■ **Extracted material**
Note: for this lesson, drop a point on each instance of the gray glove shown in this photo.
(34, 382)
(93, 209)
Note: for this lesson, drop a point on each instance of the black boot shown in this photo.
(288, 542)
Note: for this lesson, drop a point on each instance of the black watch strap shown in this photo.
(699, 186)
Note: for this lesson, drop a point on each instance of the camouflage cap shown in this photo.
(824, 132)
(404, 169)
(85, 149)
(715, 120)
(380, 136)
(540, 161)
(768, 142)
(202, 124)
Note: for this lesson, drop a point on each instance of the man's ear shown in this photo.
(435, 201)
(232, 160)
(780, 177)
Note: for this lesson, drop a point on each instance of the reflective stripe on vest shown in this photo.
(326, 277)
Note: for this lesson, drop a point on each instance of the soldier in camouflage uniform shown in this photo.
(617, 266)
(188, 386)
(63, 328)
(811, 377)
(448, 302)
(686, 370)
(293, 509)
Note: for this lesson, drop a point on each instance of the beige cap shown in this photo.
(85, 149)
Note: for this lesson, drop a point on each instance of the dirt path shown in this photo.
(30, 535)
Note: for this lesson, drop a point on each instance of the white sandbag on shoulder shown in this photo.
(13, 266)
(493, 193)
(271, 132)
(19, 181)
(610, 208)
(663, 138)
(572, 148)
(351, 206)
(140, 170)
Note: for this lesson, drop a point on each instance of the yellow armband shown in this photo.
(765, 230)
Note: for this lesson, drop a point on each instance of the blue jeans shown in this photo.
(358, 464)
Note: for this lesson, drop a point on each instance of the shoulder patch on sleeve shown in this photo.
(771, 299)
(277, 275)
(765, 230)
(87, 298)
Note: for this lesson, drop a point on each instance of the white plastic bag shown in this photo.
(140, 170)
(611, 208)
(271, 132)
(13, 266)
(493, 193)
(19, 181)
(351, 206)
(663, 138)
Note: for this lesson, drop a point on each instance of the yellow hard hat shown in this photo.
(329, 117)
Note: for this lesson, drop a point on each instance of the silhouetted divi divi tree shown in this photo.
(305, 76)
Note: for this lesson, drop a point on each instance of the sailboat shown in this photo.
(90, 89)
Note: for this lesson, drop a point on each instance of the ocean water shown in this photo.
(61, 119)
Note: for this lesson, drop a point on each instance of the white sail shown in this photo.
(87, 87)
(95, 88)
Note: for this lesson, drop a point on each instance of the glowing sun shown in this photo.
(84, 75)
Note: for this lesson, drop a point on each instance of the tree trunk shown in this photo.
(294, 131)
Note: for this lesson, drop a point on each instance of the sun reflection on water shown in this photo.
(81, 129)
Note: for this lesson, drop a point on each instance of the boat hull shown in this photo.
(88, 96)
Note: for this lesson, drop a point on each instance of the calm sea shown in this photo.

■ **Directions**
Please write out all the data above, exactly as it reads.

■ **Response area**
Note: for this lesson, drop a point on each instance of the gray glove shown in this photo.
(34, 382)
(93, 209)
Note: for this lesson, drop a point on each instance of the black boot shown in this photo.
(288, 542)
Note: for this lesson, drop a point on each instance of the black watch strap shown in this photo.
(699, 186)
Note: for this lesson, drop a point on each instance of the camouflage cap shown in this photo.
(824, 132)
(404, 169)
(85, 149)
(715, 120)
(380, 136)
(540, 161)
(768, 142)
(202, 124)
Note: for this lesson, drop a point on each instance of the man's ear shown in this photo.
(435, 201)
(232, 160)
(780, 177)
Note: for this lesson, drop a point on each instance of the reflective stripe on vest shown in this photo.
(326, 277)
Note: for this lesson, drop a point on each instance of the soldier in camouflage uniform shown in this photo.
(617, 266)
(188, 386)
(63, 328)
(811, 377)
(448, 302)
(686, 370)
(293, 509)
Note: for this lesson, drop a point on each instance of the beige cap shown in this photo.
(85, 149)
Note: for this lesson, drop a point on each instance of the dirt path shown in this photo.
(30, 535)
Note: for this lesson, drop a point on each instance of the white sandbag on shoulder shown in this photo.
(13, 266)
(493, 193)
(271, 132)
(19, 181)
(610, 208)
(663, 138)
(572, 148)
(351, 206)
(140, 170)
Note: for this lesson, drop a point on each instance of the yellow armband shown in this photo.
(765, 230)
Note: for this lesson, drop a point on each instance of the blue jeans shown in this photo.
(358, 464)
Note: for this lesson, drop a point on each instance of the shoulder patch on sleeve shown in this photo.
(771, 299)
(277, 275)
(765, 230)
(87, 298)
Note: for this lesson, drop a point on each instance of the white plastic bag shown in this photo.
(140, 170)
(611, 208)
(271, 132)
(13, 266)
(493, 193)
(19, 181)
(351, 206)
(663, 138)
Note: for this lesson, drop a point on each instance of the yellow hard hat shown in this photo.
(329, 117)
Note: for this lesson, drop a point on each instance of the silhouetted divi divi tree shown in this photo.
(305, 76)
Note: for this lesson, drop a point on each instance of the sailboat shown in this photo.
(90, 89)
Note: for this lesson, drop a point on each instance of the ocean water shown in this photo.
(61, 119)
Note: for this lesson, drop a point on each instance of the white sail shown in this photo.
(87, 87)
(95, 88)
Note: for this lesson, drop a point on each instance of the glowing sun shown in this photo.
(84, 75)
Note: for this lesson, drop a point on each instance of the tree trunk shown in this photo.
(294, 131)
Note: for this lesson, drop a point on each instance of the sun reflection on water shown in this photo.
(81, 129)
Note: for this lesson, drop a point on each instance of the boat hull shown in this photo.
(88, 96)
Note: for this lesson, drop a point on each instance of the calm sea shown in this photo.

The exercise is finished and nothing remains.